- [Directions for this task]:
Copy every line of the data below exactly as given, except for the pictures.

(Stored records)
[Start of section]
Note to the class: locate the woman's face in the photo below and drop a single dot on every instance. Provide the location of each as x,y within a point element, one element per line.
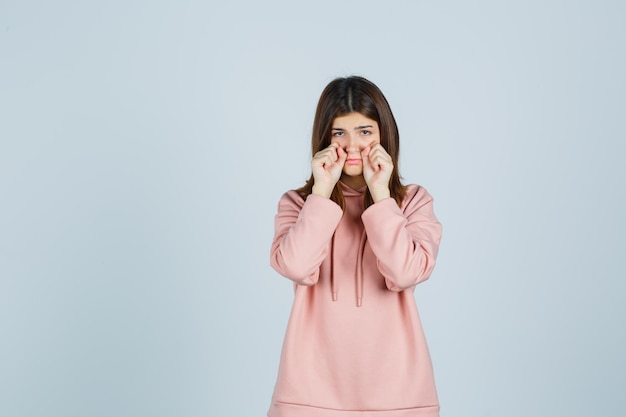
<point>354,132</point>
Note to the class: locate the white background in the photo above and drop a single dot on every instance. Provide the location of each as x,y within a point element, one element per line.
<point>144,146</point>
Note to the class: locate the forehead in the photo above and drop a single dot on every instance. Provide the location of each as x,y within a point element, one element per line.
<point>353,120</point>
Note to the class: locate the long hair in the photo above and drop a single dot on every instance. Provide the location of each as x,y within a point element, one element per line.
<point>356,94</point>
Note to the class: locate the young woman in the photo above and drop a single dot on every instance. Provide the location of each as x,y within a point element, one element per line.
<point>355,241</point>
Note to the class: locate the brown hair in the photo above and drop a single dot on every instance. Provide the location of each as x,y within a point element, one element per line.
<point>356,94</point>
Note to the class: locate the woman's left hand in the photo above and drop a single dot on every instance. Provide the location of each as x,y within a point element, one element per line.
<point>377,169</point>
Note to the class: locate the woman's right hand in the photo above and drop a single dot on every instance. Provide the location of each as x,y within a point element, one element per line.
<point>327,166</point>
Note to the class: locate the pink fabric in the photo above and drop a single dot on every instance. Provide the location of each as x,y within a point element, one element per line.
<point>362,352</point>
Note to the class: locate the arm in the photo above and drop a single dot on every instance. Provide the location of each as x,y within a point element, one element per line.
<point>405,241</point>
<point>302,232</point>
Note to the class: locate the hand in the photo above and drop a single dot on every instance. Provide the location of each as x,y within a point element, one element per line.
<point>327,166</point>
<point>377,169</point>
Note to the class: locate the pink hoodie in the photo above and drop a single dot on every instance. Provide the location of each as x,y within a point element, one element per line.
<point>354,344</point>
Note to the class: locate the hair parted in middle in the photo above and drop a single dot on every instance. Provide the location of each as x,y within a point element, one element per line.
<point>343,96</point>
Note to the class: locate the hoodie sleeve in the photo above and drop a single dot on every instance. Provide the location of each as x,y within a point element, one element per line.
<point>405,241</point>
<point>302,232</point>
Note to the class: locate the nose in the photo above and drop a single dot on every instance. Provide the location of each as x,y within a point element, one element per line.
<point>353,144</point>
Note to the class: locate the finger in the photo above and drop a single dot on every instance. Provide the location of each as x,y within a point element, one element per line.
<point>342,155</point>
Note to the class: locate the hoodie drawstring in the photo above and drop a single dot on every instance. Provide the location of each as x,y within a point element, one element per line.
<point>359,270</point>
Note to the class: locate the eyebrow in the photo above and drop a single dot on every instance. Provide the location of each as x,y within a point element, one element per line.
<point>356,128</point>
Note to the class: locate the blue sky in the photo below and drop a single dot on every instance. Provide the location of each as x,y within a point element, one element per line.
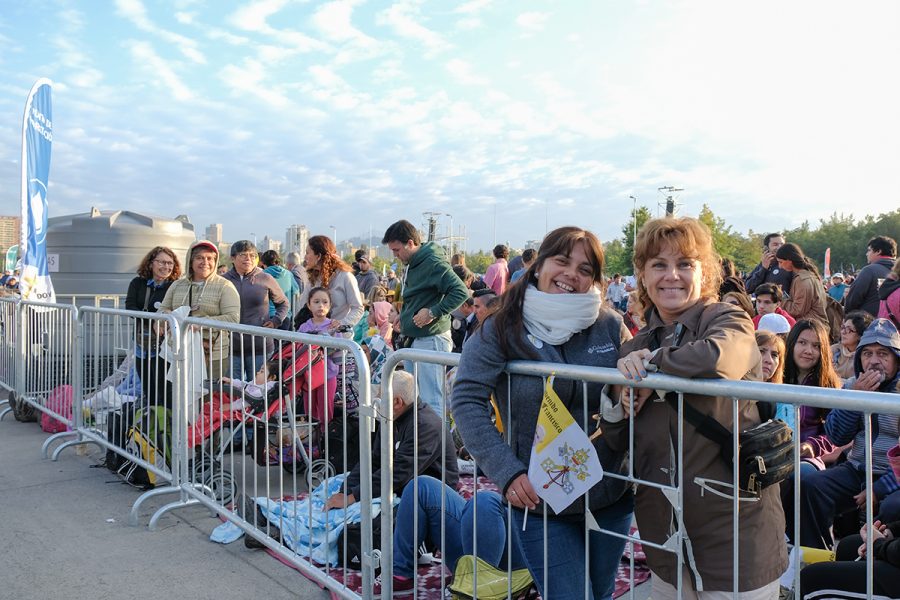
<point>509,115</point>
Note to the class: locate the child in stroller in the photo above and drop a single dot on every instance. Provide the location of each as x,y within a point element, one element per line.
<point>268,405</point>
[End of section]
- [Response to this exercise]:
Note to the class: locate the woman's face in the photo below and drop a single dot on every instance. Provide the location of each as x,y within a point element, one element per line.
<point>354,132</point>
Note to the class: locate the white background in the photo above and drop a single dot on every instance. Provide the location of each as x,y within a point element, one element per line.
<point>144,146</point>
Note to the class: locate the forehead in the photo above and drop a single dot on every instance. Provide the location of each as x,y within a point element, one element per line.
<point>353,120</point>
Note to the class: locate the long hair in the photo above and drop a single dot on every instance. Provide the location of each as x,y within a point element, one element per line.
<point>356,94</point>
Note to the class: locate the young woman in the photo above and drop a single dot on every instance. Provide the location of each as x,y within a point element, one element per line.
<point>355,241</point>
Note to the class: locate the brown hair in the photo above and drop a single dot on every instance. Provide the location of each as x,y within a point element, one element per line.
<point>356,94</point>
Note to the class: locate the woman's left hand in the photo above and drop a single dot on every instance. Provide the location of each as x,y within a point element, one element per line.
<point>377,169</point>
Note to the class: locate the woman's right hand in the photo above and drop a single dot on every instance. Provide the location of each as x,y within a point element, one element per line.
<point>327,166</point>
Note to the class: locate the pink fabric in the photo above and drop a single dot on every instance. Provide the location of each as x,y within a point element, one element per line.
<point>362,352</point>
Note to the class: locate the arm in the photo above and drop a single dot on every instance. Provide the location of each as x,y within a point element, one element per line.
<point>405,241</point>
<point>302,232</point>
Note to the class: locate the hand in the photo above and drop a single dot on every instance. Provide the location of each as x,y within a point element, one element per line.
<point>327,166</point>
<point>377,169</point>
Note to the class: locate the pink hoodie in the photo above and drop a single dot on every instance. Provide the location of each as x,y within a point element, one element per line.
<point>354,344</point>
Note to the class: locate the hair parted in middle in the photo above and drop a single dot on every instance. Provide the location of each as x,y within a point element, one element per line.
<point>343,96</point>
Note to the class: locate the hoodie sleeve in the photo above and drop a single dot on every instance. Provide the location of each as x,y within a point element, one element per line.
<point>405,241</point>
<point>302,232</point>
Note to the class: locate the nose in the photo above and drop a single dot on every instance. Provide the location of each as x,y within a point element, one element per line.
<point>353,144</point>
Note to the class: locate the finger in the photo above and drop a single dot on every instance. Provide the location of each as x,y within a point element, one element per line.
<point>342,155</point>
Note to the class: locate the hoodie drawstring in the photo above and drop a single dot on every instance. Provide the location of each as x,y within a point element, one element per line.
<point>359,270</point>
Note to the class: locate the eyebrow in the photo above and drop a single dot on every instance. Provide the location of each as x,y within a point element, one element per line.
<point>356,128</point>
Note to the class: locate the blue sky in the photo below and drop a single dot on every instance. Provide the location of each as x,y within a point element, one element per line.
<point>509,115</point>
Note to the class: locate the child in stroller in the photo above and drop a single dot on every instance. Provide the location of each as x,y within a point element, one element per line.
<point>268,405</point>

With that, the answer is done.